> TRECHO DO TEXTO:
# # # #

Esse excelente filme nos brinda com a oportunidade de abordar a área onde assuntos familiares se entrelaçam com os aspectos mais delicados e insondáveis do humano, essa área que nos ocupamos diariamente como analistas e que interessa, sobremaneira, ao próximo ENAPOL.
Uma pequena comunidade – Manchester by the sea, próxima de Boston, EUA – é o cenário onde se desenvolve uma tragédia moderna que articula fatalidade e contingência, um clássico em plena atualidade.
Desde o início, a trama está centrada em Lee (Casey Affleck), seu protagonista. Apresentado como um personagem tenso, solitário e praticamente à margem das questões cotidianas da vida. Seu trabalho como encarregado da manutenção de edifícios ocupa todo seu tempo, detido aos dejetos dos quais deve ocupar-se – o lixo, os vasos sanitários, os canos entupidos -, segue com seus afazeres, insensível aos desejos alheios que encontra levando adiante a sua tarefa, em especial das mulheres. Sua única distração parece ser sair para beber em bares, onde uma e outra vez ignora a sutileza do desejo, transformando-a na oportunidade para tomar-se ferozmente por socos.
A irrupção de um acontecimento familiar – a morte do irmão – rompe a rotina que Lee sustentava com tanta determinação e nos revela a trama em que se sustenta sua decisão subjetiva.

# # # #

> INSTRUÇÕES DA TAREFA: Você pode transcrever, sem alterar nada, tudo o que vai desde "Uma pequena comunidade" até "em plena atualidade." no texto sobre o filme?

(Entradas de anotação de coordenadas)
# # # #

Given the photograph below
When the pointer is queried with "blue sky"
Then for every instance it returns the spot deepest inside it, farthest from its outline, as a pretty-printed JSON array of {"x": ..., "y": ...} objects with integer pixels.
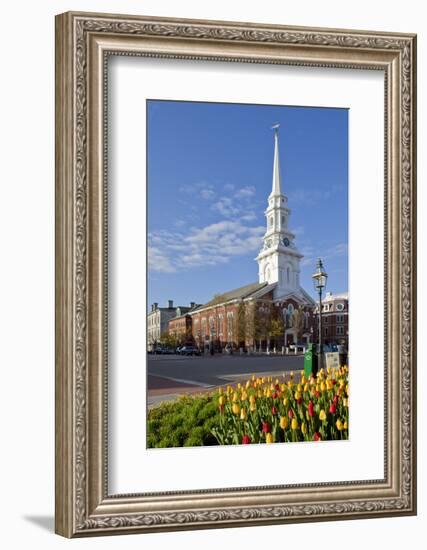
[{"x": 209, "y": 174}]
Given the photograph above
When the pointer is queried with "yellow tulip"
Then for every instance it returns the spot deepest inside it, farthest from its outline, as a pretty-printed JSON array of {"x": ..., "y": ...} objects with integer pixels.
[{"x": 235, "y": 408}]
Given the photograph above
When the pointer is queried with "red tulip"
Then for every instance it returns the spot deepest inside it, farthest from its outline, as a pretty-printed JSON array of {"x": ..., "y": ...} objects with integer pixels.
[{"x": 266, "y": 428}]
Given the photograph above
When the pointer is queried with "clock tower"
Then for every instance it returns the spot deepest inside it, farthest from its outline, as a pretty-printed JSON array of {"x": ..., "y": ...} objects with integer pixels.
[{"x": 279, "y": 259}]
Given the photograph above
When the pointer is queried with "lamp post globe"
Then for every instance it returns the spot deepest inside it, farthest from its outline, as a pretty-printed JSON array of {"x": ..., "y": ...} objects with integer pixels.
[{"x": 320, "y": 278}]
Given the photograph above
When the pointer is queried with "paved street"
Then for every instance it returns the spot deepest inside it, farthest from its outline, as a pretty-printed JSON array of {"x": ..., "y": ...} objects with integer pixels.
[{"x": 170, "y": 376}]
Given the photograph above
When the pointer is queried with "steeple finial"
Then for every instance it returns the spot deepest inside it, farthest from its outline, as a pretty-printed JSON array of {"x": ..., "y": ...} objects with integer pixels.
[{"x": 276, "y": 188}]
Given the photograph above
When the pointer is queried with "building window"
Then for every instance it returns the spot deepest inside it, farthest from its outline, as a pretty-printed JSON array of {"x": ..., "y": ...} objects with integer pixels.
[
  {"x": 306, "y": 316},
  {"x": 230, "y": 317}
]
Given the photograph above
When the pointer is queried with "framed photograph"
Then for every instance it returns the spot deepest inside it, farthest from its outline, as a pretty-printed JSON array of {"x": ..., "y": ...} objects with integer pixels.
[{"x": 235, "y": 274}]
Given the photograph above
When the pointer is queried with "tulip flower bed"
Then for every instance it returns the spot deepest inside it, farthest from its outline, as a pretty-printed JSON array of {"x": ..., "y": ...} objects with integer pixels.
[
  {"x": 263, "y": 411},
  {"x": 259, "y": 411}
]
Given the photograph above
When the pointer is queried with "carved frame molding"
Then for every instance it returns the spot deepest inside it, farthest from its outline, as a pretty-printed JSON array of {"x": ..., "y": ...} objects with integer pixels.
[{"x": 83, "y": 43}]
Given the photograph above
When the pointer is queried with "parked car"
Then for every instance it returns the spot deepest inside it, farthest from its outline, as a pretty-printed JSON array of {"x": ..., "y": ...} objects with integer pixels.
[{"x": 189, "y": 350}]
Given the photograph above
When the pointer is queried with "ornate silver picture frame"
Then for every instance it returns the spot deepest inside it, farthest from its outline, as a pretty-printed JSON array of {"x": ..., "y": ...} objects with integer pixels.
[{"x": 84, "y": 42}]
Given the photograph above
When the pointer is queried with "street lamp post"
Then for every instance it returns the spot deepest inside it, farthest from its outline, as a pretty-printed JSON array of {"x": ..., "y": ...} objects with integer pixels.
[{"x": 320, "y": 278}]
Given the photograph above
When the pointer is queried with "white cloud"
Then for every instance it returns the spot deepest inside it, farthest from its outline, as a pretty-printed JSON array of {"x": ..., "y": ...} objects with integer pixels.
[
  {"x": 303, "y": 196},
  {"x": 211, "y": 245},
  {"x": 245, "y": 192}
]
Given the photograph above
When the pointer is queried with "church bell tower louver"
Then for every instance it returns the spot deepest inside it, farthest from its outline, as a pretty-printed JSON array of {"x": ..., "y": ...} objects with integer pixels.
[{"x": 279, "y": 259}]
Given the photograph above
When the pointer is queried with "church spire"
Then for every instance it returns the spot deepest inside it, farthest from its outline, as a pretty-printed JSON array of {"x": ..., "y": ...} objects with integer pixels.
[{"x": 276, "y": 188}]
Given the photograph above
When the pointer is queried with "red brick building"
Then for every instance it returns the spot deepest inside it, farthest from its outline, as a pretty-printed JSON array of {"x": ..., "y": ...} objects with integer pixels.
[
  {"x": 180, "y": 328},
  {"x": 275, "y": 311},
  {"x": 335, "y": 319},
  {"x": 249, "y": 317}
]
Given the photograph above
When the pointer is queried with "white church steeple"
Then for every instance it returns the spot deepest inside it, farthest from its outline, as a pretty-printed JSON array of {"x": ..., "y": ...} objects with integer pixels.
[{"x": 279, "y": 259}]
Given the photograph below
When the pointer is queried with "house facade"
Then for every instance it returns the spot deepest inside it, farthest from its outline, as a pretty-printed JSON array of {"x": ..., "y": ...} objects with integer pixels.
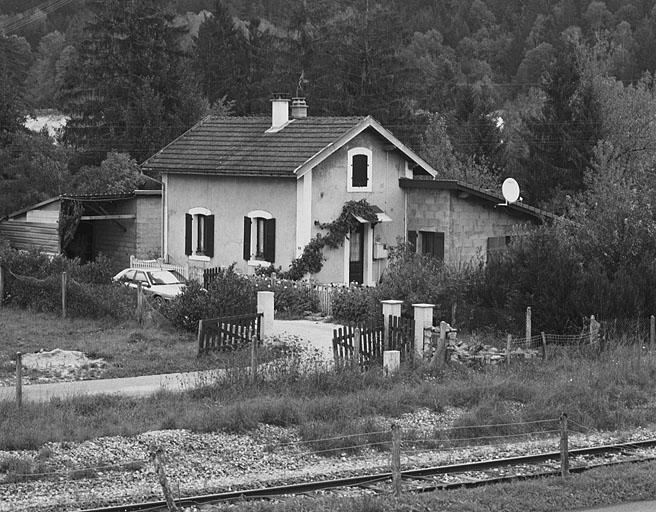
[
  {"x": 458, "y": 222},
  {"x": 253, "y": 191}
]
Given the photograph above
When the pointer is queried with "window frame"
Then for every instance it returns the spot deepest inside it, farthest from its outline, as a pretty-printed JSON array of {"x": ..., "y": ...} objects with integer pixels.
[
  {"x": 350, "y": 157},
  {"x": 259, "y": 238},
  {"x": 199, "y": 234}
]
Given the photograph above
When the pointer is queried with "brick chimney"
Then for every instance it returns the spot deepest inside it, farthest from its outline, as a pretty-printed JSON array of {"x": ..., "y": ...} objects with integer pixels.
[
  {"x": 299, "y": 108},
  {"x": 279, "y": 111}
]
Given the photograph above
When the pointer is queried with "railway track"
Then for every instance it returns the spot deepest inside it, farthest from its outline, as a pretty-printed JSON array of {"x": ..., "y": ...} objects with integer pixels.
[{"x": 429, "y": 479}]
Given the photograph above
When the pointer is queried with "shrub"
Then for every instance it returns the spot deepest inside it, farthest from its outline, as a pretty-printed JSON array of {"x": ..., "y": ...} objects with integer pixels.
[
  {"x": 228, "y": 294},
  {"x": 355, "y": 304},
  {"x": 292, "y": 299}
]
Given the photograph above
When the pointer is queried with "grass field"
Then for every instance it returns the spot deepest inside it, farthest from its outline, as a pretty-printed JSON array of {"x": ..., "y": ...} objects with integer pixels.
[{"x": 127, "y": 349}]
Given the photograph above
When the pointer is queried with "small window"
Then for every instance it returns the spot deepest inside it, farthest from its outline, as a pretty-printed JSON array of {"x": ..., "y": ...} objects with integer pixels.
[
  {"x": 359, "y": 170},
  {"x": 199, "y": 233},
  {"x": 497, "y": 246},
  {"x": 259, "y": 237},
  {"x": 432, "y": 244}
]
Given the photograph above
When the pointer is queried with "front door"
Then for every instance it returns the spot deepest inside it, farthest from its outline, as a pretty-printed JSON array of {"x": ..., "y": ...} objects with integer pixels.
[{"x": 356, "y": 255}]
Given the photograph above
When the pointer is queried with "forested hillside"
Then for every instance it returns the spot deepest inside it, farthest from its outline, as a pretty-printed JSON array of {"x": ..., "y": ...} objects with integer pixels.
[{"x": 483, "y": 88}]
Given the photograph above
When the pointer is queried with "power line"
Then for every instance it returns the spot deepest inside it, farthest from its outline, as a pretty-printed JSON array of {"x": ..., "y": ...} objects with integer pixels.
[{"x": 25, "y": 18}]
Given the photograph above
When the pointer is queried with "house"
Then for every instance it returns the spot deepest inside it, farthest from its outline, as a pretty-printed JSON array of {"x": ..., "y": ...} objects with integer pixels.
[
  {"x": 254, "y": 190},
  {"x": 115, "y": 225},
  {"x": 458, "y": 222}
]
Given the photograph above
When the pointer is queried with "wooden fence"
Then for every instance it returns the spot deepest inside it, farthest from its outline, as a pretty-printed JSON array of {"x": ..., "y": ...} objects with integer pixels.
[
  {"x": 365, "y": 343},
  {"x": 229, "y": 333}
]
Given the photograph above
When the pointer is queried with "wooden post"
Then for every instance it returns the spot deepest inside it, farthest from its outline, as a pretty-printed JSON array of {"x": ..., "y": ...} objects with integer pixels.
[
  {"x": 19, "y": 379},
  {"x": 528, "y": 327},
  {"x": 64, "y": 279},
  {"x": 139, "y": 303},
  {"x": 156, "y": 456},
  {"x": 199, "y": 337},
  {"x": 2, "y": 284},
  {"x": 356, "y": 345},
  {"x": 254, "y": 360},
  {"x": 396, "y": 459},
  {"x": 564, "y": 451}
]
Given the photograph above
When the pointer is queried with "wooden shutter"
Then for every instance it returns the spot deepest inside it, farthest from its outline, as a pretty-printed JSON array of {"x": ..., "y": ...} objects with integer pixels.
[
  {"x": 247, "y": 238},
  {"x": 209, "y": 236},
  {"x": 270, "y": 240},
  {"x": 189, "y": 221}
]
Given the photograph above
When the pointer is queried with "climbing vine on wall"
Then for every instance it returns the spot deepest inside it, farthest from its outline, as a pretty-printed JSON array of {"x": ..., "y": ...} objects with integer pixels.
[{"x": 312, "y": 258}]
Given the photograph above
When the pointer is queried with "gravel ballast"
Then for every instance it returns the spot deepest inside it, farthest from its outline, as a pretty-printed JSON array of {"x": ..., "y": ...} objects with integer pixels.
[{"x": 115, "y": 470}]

# # # #

> RESPOSTA:
Uma pequena comunidade – Manchester by the sea, próxima de Boston, EUA – é o cenário onde se desenvolve uma tragédia moderna que articula fatalidade e contingência, um clássico em plena atualidade.